(Image point grounding data)
______

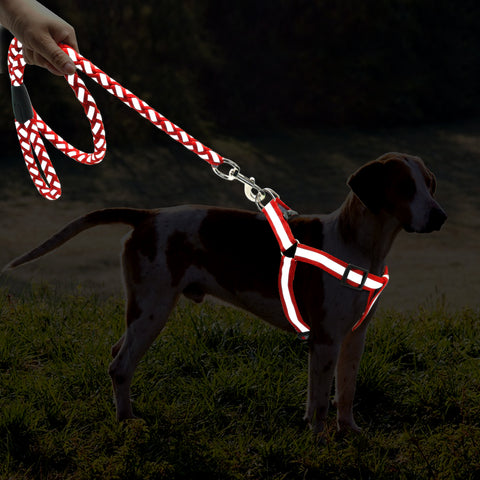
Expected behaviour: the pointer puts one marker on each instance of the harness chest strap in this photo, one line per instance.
(293, 252)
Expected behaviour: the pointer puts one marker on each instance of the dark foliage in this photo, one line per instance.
(252, 65)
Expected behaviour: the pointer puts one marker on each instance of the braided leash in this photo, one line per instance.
(30, 129)
(30, 126)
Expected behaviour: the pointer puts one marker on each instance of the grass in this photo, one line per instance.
(221, 396)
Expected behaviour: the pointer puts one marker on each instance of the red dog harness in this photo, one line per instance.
(30, 127)
(293, 252)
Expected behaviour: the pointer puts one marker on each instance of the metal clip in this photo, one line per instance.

______

:: Task to complete ::
Could you output exactly the lines from the one containing "leash in this photo, one line per instance." to the end of the entries above, both included, and no others?

:: Task output ::
Expected behaviour: the pointer puts one marker on each instance of the braided leash in this photo, one line per instance.
(30, 129)
(30, 126)
Expected behaviour: the pointer puts one marker on each instance of the grass in this photo, one line per instance.
(221, 396)
Expected behaviour: the pointer puts one marker on each instance of the red dog harness in this photo, one line per instance.
(30, 127)
(293, 252)
Expected behaviour: the pointer puts one marker on each instance of the metal clip in this photo, one line per instance.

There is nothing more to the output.